• _Task brief_: Starting at the line with "Target: utility pole" and continuing through the end of the rows, copy the lines again, changing "single dot" to "single marker" everywhere it appears. Leave everything else untouched.

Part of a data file
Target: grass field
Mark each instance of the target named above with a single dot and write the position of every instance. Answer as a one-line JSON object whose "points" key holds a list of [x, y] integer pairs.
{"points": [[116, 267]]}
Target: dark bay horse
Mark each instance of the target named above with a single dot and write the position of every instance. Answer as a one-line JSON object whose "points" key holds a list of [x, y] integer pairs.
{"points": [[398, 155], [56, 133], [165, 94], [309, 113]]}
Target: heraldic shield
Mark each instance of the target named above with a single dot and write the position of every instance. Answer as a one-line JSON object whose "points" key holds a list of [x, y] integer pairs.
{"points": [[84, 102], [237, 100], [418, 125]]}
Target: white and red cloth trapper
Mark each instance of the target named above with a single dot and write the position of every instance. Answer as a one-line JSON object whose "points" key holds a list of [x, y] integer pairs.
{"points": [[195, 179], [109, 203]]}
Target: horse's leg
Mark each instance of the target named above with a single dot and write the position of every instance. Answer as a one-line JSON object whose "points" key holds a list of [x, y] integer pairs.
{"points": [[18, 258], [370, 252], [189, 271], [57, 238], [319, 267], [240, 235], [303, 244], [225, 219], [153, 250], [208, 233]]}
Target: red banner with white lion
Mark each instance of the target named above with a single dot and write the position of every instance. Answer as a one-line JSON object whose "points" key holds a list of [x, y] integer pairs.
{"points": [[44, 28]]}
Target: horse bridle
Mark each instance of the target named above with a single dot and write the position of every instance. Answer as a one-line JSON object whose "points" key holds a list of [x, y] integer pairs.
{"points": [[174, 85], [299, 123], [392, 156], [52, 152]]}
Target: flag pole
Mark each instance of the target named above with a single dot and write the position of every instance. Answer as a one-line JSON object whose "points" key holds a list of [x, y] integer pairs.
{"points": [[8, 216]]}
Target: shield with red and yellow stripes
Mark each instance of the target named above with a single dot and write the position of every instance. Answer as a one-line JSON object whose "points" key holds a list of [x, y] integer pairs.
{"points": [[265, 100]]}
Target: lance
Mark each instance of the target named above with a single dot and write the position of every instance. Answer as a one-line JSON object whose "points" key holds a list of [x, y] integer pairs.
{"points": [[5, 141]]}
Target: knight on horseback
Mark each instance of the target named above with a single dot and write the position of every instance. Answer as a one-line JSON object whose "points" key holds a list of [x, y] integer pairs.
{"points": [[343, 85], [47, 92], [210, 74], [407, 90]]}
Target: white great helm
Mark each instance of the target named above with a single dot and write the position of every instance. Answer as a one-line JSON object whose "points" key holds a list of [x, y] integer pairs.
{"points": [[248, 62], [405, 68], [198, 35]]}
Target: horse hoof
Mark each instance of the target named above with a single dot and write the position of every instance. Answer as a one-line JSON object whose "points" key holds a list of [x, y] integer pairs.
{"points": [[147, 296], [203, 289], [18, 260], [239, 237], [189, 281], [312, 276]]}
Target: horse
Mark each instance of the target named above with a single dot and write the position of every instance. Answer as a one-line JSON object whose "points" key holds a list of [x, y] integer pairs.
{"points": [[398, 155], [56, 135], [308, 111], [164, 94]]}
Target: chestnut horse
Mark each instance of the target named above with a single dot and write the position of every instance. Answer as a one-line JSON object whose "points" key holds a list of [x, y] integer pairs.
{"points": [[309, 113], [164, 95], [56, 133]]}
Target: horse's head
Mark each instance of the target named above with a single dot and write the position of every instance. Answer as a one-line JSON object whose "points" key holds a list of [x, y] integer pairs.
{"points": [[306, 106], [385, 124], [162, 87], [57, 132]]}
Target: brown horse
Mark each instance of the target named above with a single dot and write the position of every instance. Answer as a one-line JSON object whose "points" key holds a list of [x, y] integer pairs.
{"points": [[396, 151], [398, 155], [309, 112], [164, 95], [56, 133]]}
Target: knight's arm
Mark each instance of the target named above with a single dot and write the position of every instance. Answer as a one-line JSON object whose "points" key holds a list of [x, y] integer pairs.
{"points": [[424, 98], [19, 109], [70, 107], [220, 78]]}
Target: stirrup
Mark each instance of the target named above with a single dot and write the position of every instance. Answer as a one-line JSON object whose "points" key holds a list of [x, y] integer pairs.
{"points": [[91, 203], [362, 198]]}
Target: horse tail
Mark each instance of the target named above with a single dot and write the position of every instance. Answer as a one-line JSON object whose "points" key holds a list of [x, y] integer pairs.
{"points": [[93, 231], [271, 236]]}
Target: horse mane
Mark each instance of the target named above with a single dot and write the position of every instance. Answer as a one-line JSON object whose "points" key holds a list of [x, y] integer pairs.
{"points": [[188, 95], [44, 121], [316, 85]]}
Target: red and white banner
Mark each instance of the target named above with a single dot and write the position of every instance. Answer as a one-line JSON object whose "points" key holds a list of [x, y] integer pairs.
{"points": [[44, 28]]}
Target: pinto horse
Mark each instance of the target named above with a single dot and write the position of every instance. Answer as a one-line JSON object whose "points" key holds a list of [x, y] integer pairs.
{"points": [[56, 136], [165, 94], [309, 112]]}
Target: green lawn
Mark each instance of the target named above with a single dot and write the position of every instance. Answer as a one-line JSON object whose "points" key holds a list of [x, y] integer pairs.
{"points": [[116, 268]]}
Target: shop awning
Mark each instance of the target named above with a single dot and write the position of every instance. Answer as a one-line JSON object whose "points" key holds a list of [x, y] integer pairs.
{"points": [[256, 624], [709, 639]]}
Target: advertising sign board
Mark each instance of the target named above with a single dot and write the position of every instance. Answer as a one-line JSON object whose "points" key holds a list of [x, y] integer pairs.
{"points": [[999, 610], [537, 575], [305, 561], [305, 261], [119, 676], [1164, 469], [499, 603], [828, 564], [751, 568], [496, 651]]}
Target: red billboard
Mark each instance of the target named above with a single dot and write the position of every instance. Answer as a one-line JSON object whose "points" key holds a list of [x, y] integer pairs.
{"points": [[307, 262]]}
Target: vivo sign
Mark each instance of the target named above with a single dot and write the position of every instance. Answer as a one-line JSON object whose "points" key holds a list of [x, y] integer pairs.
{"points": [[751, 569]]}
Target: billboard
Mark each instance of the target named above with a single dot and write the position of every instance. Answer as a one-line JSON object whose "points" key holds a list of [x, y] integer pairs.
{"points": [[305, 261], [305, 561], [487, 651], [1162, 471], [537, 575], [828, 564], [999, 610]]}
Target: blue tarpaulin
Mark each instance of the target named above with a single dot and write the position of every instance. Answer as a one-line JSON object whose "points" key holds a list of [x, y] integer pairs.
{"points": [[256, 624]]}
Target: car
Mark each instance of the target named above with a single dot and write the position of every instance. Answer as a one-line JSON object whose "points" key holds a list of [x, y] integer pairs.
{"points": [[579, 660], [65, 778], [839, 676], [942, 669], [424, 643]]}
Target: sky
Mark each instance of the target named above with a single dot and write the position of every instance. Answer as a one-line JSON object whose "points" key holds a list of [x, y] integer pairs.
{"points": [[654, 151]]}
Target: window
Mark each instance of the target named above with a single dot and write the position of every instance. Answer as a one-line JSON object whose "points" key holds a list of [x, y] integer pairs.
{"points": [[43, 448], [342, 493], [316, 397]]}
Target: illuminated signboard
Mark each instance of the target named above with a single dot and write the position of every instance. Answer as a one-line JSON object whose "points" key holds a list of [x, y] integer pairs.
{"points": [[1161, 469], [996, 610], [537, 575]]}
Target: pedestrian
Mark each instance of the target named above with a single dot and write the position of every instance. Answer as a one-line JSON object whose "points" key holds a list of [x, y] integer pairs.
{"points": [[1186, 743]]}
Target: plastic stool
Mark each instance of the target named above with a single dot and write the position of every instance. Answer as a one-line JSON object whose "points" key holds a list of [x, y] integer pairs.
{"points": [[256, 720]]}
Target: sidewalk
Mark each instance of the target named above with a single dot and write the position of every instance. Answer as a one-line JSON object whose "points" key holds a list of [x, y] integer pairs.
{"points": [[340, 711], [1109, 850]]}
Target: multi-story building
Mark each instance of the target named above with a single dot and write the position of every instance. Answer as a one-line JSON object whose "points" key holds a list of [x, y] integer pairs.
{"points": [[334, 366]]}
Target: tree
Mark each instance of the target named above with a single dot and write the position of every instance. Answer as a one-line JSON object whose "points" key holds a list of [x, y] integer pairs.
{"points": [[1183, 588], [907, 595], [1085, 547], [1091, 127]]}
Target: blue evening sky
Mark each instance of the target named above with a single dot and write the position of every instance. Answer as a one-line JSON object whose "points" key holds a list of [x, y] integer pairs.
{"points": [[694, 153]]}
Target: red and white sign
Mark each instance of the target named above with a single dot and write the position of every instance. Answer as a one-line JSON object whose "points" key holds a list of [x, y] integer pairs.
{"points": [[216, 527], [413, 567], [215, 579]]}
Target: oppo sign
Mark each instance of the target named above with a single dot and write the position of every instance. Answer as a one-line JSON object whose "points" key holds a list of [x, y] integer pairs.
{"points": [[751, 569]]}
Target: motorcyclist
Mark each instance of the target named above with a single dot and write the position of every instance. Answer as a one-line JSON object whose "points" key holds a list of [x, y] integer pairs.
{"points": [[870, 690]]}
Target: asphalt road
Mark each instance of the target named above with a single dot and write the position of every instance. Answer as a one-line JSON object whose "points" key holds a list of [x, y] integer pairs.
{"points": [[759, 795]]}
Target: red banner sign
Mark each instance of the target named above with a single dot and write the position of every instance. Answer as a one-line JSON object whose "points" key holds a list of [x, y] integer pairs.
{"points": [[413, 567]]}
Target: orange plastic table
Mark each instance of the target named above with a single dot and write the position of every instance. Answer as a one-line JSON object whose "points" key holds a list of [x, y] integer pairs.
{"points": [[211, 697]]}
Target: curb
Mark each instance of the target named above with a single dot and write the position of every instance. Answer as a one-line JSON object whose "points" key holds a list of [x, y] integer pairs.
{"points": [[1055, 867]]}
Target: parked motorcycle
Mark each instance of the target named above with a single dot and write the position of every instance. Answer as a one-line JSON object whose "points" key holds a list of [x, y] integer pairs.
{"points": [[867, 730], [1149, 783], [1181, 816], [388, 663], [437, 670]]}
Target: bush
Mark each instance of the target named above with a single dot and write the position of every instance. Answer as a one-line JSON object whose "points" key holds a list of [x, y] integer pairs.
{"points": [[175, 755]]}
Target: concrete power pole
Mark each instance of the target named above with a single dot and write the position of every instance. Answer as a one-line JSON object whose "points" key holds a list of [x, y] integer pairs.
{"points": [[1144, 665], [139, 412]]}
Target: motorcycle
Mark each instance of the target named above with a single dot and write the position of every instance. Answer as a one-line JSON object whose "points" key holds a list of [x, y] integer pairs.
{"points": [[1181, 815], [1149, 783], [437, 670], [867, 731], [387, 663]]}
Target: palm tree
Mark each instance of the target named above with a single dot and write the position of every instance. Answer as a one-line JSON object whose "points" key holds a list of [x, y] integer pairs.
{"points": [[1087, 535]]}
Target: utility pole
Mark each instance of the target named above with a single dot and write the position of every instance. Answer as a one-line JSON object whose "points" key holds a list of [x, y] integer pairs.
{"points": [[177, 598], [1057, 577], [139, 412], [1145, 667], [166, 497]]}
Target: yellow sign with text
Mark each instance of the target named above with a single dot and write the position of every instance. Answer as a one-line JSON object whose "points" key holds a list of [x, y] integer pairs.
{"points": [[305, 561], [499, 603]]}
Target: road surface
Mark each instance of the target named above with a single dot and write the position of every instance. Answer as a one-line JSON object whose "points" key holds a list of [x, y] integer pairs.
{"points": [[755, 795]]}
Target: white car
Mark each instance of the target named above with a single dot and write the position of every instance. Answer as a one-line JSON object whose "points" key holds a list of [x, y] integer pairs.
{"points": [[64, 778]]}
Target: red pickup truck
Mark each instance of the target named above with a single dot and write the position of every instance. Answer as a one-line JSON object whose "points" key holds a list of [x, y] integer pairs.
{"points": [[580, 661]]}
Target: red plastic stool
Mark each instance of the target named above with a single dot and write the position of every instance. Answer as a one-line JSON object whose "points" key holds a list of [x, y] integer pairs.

• _Response_:
Target: utility pole
Mark each instance of the target named above with a single marker and write the position of every instance. Answer as a one-line JSON object whose "points" key holds a list of [x, y] integer pairs.
{"points": [[177, 598], [1057, 577], [139, 412], [1145, 667], [166, 497]]}
Target: yellow sign with text
Mark each instance of the target named above with a single marker and write the position of every instance. Answer as a one-line JSON object whose "points" key holds a list of [x, y] integer pairs.
{"points": [[305, 561], [499, 603]]}
Target: road surface
Mark each instance of the target named above with a single marker and write the position of every instance. Answer as a one-line JSON object whose "points" key holds a list of [x, y] integer pairs.
{"points": [[755, 795]]}
Target: white car
Mark each instance of the target named above with a single marker and write the position of every instance. Answer as a one-line JSON object whose "points" key holds a list of [x, y] integer pairs.
{"points": [[64, 778]]}
Target: red pickup truck
Mark each instance of the target named above with a single marker and write the position of every instance. Answer as a one-line JSON object whose "points" key holds a list of [x, y] integer pairs.
{"points": [[580, 661]]}
Target: red plastic stool
Mark each instance of the target named above with a single marker and write the position of every instance. Answer as a one-line JSON object whose "points" key holds a list of [x, y] integer pairs.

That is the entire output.